§ **Given request**: Rewrite these records with "automated detector" changed to "object detection system" and everything else left unchanged.

[start Material provided]

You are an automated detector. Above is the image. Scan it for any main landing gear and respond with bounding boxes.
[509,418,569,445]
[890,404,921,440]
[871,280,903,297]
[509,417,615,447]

[end Material provided]

§ **Output below**:
You are an object detection system. Above is the image. Scan it for any main landing gear and respond with bounding boxes.
[509,418,569,445]
[890,404,921,440]
[871,280,903,297]
[509,417,615,447]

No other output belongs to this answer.